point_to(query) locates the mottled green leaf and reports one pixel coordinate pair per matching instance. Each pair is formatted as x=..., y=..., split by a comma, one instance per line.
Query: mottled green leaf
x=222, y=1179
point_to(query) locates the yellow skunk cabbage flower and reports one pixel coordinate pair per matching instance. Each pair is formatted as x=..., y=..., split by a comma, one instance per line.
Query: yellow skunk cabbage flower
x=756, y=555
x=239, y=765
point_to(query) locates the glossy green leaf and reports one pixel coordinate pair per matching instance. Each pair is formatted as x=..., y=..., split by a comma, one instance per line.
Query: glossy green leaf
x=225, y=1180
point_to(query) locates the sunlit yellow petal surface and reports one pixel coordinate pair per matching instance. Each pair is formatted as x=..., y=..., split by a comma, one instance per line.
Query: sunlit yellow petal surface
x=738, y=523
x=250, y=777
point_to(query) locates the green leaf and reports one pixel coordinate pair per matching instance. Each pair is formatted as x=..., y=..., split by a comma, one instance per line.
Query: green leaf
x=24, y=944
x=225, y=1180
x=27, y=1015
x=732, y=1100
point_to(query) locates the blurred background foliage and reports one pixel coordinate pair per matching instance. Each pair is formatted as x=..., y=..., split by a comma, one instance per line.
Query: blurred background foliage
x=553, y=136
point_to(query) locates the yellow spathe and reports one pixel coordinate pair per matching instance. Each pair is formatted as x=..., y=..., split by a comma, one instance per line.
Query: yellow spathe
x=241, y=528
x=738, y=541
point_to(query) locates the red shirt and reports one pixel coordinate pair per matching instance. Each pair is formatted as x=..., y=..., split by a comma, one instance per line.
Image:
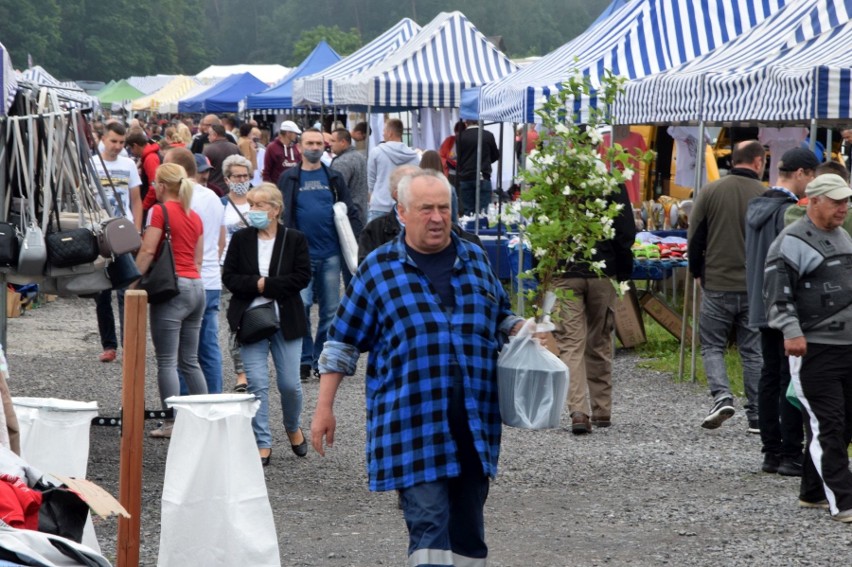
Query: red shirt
x=186, y=229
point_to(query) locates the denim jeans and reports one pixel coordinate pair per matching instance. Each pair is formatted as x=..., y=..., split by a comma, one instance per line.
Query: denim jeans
x=209, y=354
x=175, y=328
x=106, y=318
x=467, y=193
x=324, y=289
x=285, y=357
x=721, y=311
x=445, y=518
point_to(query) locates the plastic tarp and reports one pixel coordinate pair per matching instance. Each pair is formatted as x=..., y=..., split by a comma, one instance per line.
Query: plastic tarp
x=224, y=96
x=280, y=97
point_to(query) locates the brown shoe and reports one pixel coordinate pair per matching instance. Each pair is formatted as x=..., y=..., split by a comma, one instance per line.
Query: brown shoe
x=580, y=423
x=601, y=420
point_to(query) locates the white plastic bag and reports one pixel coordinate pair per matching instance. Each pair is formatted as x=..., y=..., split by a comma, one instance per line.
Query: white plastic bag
x=348, y=243
x=216, y=509
x=532, y=382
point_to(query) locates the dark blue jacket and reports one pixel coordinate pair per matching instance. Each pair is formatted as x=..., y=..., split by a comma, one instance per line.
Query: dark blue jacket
x=288, y=184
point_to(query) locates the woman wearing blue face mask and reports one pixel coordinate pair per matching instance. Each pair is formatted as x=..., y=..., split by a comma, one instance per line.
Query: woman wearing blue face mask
x=267, y=262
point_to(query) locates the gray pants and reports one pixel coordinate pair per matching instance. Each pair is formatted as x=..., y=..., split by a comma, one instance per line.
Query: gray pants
x=720, y=311
x=175, y=328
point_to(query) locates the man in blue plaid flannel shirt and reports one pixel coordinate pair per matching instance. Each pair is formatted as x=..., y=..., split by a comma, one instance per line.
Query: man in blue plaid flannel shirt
x=432, y=314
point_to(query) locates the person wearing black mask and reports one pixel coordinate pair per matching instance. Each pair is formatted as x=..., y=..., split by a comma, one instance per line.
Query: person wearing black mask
x=310, y=191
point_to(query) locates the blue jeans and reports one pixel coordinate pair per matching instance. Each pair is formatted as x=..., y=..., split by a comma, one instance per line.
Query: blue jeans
x=467, y=193
x=106, y=318
x=175, y=328
x=285, y=357
x=209, y=354
x=324, y=288
x=720, y=311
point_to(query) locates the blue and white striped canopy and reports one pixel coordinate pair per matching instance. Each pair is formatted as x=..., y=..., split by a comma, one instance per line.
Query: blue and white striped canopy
x=641, y=38
x=318, y=89
x=448, y=55
x=768, y=75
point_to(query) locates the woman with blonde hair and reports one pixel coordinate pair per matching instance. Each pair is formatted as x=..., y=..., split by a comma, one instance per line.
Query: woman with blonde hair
x=270, y=263
x=176, y=324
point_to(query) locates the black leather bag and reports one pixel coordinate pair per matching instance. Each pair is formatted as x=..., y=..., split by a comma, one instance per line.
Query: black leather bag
x=262, y=321
x=122, y=271
x=160, y=281
x=258, y=323
x=66, y=248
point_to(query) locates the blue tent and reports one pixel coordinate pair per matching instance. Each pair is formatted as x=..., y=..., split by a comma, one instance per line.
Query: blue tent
x=641, y=38
x=280, y=97
x=224, y=96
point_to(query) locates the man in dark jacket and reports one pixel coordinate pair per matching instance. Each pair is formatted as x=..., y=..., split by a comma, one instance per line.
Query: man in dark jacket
x=310, y=191
x=583, y=332
x=780, y=422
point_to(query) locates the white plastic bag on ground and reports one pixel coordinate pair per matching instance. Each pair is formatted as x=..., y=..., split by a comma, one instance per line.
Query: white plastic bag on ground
x=532, y=382
x=216, y=509
x=55, y=439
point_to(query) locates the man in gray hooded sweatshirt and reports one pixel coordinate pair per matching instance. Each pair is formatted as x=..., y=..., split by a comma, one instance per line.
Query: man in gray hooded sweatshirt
x=780, y=422
x=382, y=160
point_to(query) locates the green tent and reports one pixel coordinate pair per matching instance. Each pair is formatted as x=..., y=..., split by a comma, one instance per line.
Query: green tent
x=120, y=91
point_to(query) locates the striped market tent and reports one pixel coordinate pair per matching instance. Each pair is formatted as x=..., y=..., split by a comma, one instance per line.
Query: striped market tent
x=430, y=70
x=280, y=97
x=319, y=89
x=641, y=38
x=788, y=69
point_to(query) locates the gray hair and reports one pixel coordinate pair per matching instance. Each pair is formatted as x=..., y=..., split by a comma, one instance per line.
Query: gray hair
x=233, y=160
x=404, y=189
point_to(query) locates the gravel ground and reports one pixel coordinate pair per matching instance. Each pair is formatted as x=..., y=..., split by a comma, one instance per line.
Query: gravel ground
x=653, y=489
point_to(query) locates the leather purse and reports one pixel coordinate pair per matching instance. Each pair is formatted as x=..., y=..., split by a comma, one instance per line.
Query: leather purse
x=160, y=281
x=262, y=321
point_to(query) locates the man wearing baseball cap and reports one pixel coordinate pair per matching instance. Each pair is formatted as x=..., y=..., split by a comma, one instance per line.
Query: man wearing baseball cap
x=780, y=422
x=808, y=294
x=282, y=153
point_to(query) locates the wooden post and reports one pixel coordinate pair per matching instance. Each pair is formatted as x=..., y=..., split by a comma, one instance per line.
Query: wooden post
x=132, y=426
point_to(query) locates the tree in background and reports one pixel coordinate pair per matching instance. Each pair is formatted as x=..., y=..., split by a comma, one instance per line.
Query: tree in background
x=342, y=42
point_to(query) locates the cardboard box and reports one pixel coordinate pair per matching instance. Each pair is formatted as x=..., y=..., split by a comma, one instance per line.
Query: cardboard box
x=667, y=317
x=629, y=327
x=13, y=303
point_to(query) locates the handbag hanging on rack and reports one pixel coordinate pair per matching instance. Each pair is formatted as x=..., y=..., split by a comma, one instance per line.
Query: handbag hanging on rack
x=160, y=281
x=262, y=321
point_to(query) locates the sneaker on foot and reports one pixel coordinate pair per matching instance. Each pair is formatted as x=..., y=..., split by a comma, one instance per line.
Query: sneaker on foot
x=108, y=355
x=164, y=431
x=821, y=505
x=771, y=462
x=754, y=426
x=721, y=411
x=791, y=466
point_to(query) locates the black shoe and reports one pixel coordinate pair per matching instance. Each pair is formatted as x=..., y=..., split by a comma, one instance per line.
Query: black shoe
x=721, y=411
x=791, y=466
x=771, y=461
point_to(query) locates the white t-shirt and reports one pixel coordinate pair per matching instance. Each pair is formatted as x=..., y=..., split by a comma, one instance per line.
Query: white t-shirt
x=124, y=176
x=209, y=207
x=232, y=223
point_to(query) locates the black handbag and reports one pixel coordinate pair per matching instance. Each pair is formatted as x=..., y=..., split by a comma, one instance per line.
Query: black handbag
x=122, y=271
x=160, y=281
x=262, y=321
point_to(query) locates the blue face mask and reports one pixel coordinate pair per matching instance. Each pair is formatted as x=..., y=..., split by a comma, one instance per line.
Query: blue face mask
x=258, y=219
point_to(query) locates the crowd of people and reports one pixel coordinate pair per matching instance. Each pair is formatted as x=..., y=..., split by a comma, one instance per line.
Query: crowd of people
x=424, y=302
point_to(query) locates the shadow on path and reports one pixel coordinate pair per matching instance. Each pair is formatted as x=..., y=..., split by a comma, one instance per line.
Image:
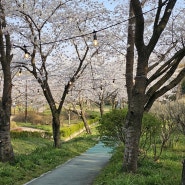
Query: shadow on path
x=80, y=170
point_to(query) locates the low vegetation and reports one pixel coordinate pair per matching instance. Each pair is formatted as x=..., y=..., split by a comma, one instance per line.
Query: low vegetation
x=35, y=156
x=165, y=171
x=162, y=151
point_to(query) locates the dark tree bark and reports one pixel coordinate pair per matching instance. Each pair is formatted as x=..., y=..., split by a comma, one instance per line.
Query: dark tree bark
x=6, y=150
x=141, y=95
x=183, y=173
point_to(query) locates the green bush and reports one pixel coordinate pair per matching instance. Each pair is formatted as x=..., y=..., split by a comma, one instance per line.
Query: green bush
x=26, y=134
x=33, y=117
x=69, y=130
x=111, y=127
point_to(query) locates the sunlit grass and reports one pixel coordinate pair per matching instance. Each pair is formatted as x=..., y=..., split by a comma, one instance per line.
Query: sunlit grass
x=165, y=171
x=35, y=156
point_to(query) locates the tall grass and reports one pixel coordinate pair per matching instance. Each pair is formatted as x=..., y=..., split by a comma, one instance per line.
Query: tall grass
x=34, y=156
x=165, y=171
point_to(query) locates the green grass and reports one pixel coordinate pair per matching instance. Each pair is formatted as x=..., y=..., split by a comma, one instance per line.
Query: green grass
x=35, y=156
x=165, y=171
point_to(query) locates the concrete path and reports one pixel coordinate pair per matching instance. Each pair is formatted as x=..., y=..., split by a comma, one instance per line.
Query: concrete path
x=80, y=170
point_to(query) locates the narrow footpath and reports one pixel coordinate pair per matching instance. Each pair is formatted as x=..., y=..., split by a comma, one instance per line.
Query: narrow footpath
x=80, y=170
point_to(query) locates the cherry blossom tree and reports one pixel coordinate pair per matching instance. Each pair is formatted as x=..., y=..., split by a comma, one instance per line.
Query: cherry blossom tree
x=6, y=150
x=58, y=41
x=154, y=75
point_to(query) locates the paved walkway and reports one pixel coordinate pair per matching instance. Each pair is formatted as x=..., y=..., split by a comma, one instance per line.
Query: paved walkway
x=80, y=170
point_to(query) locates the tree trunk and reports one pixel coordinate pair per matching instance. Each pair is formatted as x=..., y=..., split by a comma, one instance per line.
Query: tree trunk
x=86, y=125
x=56, y=130
x=133, y=125
x=6, y=150
x=183, y=173
x=101, y=108
x=132, y=137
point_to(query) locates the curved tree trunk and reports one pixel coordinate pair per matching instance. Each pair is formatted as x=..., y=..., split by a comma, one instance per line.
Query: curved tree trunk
x=6, y=150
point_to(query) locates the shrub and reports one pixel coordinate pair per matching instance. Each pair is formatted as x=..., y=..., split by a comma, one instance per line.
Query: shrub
x=33, y=117
x=111, y=127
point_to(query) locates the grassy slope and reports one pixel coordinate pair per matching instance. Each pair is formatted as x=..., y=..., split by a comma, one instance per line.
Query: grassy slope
x=34, y=156
x=165, y=171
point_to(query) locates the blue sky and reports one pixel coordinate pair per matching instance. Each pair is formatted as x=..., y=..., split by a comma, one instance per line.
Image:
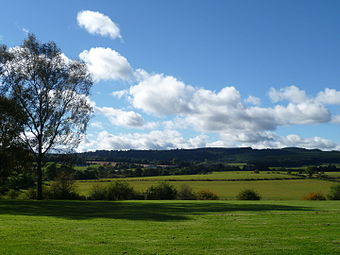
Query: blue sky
x=183, y=74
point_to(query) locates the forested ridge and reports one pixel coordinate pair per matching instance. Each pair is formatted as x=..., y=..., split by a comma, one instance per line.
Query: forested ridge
x=290, y=156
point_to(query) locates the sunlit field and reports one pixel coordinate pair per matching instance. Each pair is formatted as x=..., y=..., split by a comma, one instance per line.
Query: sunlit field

--------

■ **Task details**
Where does the word "field" appear in the listing? List each line that holds it.

■ **Output below**
point_to(query) locates the sunlit field and reports one pixel coordinate pair per matching instance. Each pair is formatted as x=..., y=..., split by a comma, one instance per line.
Query: sunlit field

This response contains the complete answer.